== TO BE DONE ==
Reproduce the data below with every occurrence of "Would you mind marking" changed to "Please mark" and all other text left intact. Omit the pictures from your version.

== EXTRACTED RECORDS ==
+--
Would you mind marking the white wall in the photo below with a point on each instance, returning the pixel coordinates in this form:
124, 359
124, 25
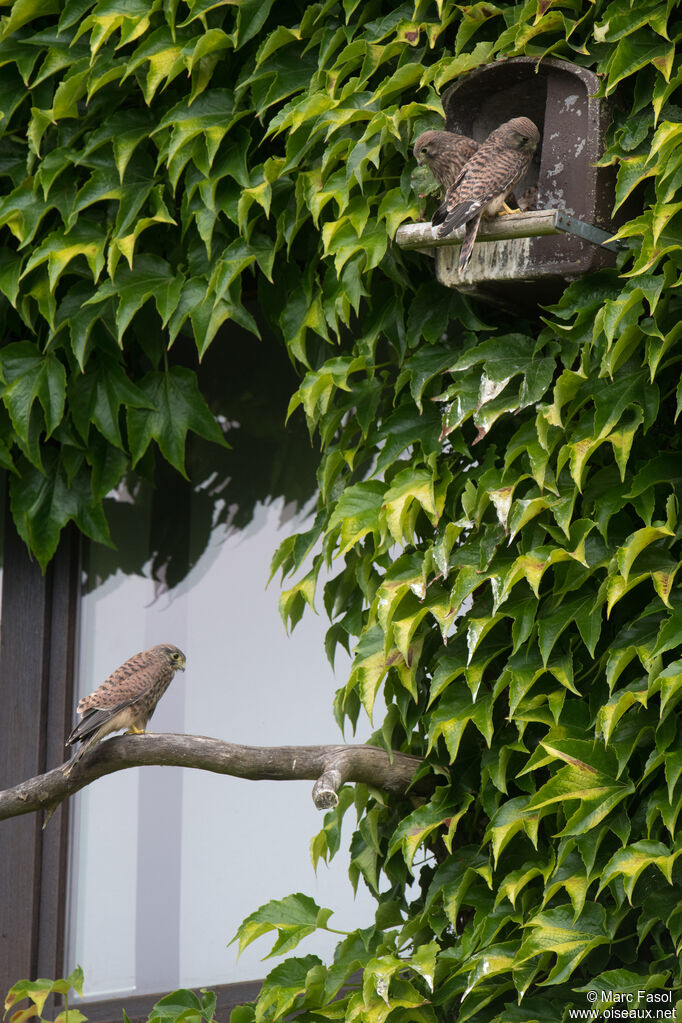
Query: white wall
167, 862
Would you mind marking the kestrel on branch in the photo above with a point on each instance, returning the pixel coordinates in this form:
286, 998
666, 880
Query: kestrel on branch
445, 153
490, 175
128, 698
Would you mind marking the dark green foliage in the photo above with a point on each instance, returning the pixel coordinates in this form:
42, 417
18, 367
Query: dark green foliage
512, 490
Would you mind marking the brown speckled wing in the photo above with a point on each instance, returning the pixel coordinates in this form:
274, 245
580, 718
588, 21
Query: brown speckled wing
128, 682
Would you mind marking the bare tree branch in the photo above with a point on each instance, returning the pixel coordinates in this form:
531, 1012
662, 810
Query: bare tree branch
329, 766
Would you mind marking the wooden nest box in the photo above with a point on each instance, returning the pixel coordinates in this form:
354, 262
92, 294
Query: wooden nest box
532, 256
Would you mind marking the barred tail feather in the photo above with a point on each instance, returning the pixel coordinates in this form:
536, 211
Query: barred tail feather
467, 243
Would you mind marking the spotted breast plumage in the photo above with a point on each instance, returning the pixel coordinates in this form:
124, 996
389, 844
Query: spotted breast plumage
128, 698
445, 153
499, 164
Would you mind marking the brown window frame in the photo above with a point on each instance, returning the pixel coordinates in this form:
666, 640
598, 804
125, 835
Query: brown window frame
38, 654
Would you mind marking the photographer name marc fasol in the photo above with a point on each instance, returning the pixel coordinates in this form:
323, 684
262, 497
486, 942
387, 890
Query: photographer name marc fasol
630, 996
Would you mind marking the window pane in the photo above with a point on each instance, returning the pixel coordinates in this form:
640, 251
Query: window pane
168, 861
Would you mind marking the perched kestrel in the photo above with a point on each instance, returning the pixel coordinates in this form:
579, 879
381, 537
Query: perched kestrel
128, 698
445, 153
498, 165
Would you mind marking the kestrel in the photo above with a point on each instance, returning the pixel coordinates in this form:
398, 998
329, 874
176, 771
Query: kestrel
128, 698
445, 153
490, 175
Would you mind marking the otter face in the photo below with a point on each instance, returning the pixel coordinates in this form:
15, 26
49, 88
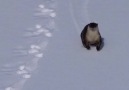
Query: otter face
92, 35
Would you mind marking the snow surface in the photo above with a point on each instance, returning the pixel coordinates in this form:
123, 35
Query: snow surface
41, 47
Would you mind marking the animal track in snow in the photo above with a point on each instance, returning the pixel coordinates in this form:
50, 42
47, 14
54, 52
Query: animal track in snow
45, 12
38, 30
35, 51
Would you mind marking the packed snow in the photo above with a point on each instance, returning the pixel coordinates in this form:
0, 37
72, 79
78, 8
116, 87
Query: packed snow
41, 47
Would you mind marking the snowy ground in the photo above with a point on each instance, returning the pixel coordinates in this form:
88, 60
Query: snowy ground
41, 47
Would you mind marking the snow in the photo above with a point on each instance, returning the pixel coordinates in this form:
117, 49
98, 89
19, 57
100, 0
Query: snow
41, 47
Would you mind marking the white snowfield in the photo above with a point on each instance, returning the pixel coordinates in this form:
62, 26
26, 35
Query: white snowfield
41, 47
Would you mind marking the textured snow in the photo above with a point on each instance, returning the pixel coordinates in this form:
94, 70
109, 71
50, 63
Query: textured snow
41, 47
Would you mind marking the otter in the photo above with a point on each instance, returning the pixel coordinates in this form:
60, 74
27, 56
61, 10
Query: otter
91, 36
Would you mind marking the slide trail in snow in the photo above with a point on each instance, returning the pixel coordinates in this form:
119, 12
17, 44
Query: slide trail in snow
39, 35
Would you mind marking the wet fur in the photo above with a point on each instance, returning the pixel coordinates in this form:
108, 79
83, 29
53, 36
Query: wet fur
90, 36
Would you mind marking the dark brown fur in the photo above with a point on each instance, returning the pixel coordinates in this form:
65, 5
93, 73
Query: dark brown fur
+--
== SOLVED EXERCISE ==
Please mark the white wall in the photo below with a point on each instance, returning the pixel coordinates in this form:
124, 359
124, 25
Query: white wall
167, 862
Please mark the kestrel on branch in the photo above with a point on each instance, returning the pixel coordinates in this form:
286, 998
666, 880
Query: kestrel on branch
445, 153
490, 175
128, 698
Please mark the dark green foliage in the photo above with a point on each instance, returning the pixel coordinates in this form:
42, 417
18, 367
Query: dark green foliage
512, 490
Please mark the brown speckled wing in the photo above with a point on each instance, returning the pixel coordinates in this form:
274, 245
580, 718
588, 21
Query: brown speckled wing
128, 682
Please mark the bare tree branch in the photo above with a point on each instance, returning the pixel coordinates in this form:
531, 1012
662, 810
Query: bare tree branch
329, 766
Please mark the wooden nest box in the photo above with a point on each instance, returning the pixel coordinates in this form:
354, 262
92, 294
Query: wooden nest box
532, 256
Please mark the barred tail feather in the photo above with a point on each instance, returning the pixel coordinates in this form:
536, 211
Query: barred tail feather
467, 243
Please mark the spotted breast plumage in the photo above with a point on each instance, returning the pixel coordinates in this form:
124, 996
389, 844
Query: spotted breast plumage
128, 698
445, 153
499, 164
Please mark the brown window frame in the photo above with a point on each instance, returning the pixel coordinates in this form:
666, 640
598, 804
125, 835
Query: brown window frame
38, 654
Please mark the photographer name marc fasol in the photo above with a point on each instance, returning the pixel coordinates in this form:
323, 684
262, 497
486, 942
387, 890
Query: photographer name marc fasol
630, 996
Please mark the window pane in the photo above with a point on each instance, returning the pixel coordinates in this form:
640, 251
Query: window pane
168, 861
Please mark the perched kestrel in the photo above with a point on each instance, returning the pixel coordinates in this form:
579, 879
381, 537
Query: perched kestrel
128, 698
445, 153
498, 165
Please mark the kestrel in the photo above with a point on each instance, returning the pixel coordinates in this form:
398, 998
329, 874
176, 771
Query: kestrel
128, 698
445, 153
490, 175
Please mark the otter face in the photo below with a point on each instance, returning the pixel coordinates in this form:
15, 26
49, 88
Query: otter face
92, 35
Please mark the snow surface in the photo above with a point on each instance, returning the pixel coordinates in this form:
123, 35
Query: snow surface
41, 47
Please mark the animal track in snow in the photo above with a point on each instance, returning the pixel coordinates in this form:
50, 42
47, 14
54, 52
Query: animal track in snow
45, 12
38, 30
35, 51
Please mark the packed snow in the photo above with a point on each instance, returning the pixel coordinates in this form:
0, 37
72, 79
78, 8
116, 87
Query: packed snow
41, 47
Please mark the snowy ground in the photo above with a point on each instance, returning the pixel coordinates in this form:
88, 60
Query: snowy ground
41, 47
Please mark the snow in the photo above with a point on each instance, returning the pixel coordinates in this form:
117, 49
98, 89
19, 57
100, 0
Query: snow
41, 47
Please mark the white snowfield in the photo above with a point on each instance, returning the pixel coordinates in this form:
62, 26
26, 35
Query: white snowfield
41, 47
Please mark the textured snow in the photo above with a point on each instance, returning the pixel coordinates in this form:
94, 70
109, 71
50, 63
Query: textured snow
41, 47
Please mark the otter in the photo above with a point on each instance, returning the pixel coordinates in this form:
60, 74
27, 56
61, 10
Query: otter
91, 36
Please mark the slide trail in snow in the photo above with a point on each instance, returning the pixel coordinates in this form:
119, 12
17, 44
Query: slide trail in snow
39, 35
Please mark the wet fur in the photo above with a point on each instance, returning the pixel coordinates in this form:
108, 79
83, 29
53, 36
Query: wet fur
90, 36
Please mark the dark brown fur in the photo above with a point on each instance, returning the pixel coordinates in this form:
65, 5
93, 73
Query: dark brown fur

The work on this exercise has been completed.